[START GIVEN DATA]

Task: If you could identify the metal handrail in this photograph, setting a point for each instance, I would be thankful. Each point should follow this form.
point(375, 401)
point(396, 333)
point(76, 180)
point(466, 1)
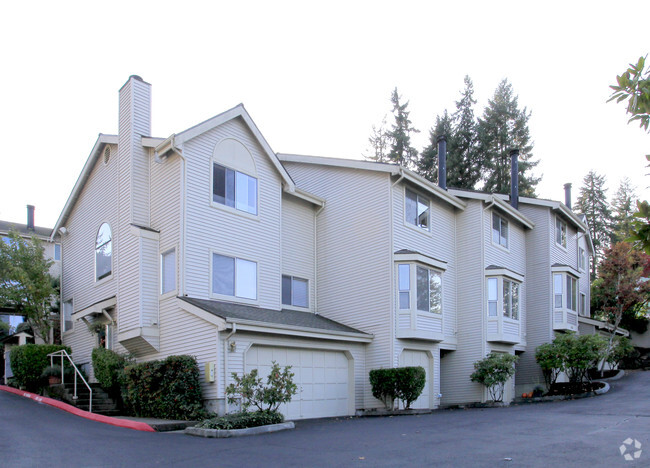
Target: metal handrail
point(63, 353)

[END GIVEN DATA]

# TASK PROMPT
Put each line of the rows above into a numbered list, skipping blank lines and leaving out the pictures.

# PROBLEM SOLUTION
1. Task: If you could identify the metal handrail in this photograph, setting a point for each instance, I would be thankful. Each point should follow this form.
2. point(375, 401)
3. point(396, 333)
4. point(76, 180)
5. point(466, 1)
6. Target: metal handrail
7. point(63, 353)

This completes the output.